§ What you will do: Although the records contain pictures, repeat only the text of every line exactly.

[Photo-based referring expression data]

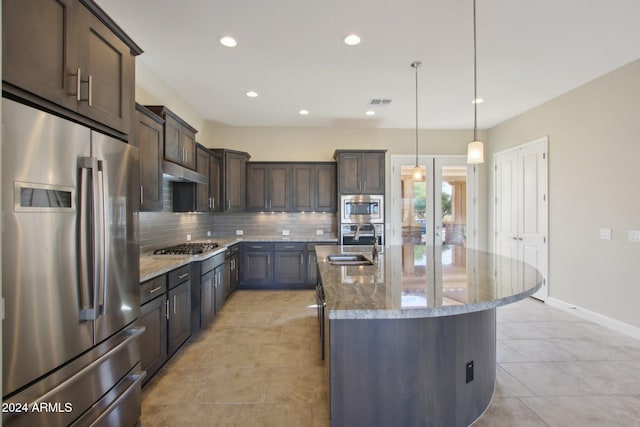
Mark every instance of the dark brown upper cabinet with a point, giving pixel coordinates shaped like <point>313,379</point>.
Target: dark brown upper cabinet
<point>149,138</point>
<point>191,196</point>
<point>234,179</point>
<point>203,202</point>
<point>269,187</point>
<point>179,138</point>
<point>361,171</point>
<point>314,187</point>
<point>73,55</point>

§ Response area:
Mark every instance of the dark brown upper cabinet with a point, giving pixel coordinates shaped like <point>313,379</point>.
Target: dark brown upper cabinet
<point>149,138</point>
<point>191,196</point>
<point>234,179</point>
<point>203,202</point>
<point>269,187</point>
<point>179,138</point>
<point>361,171</point>
<point>314,187</point>
<point>73,55</point>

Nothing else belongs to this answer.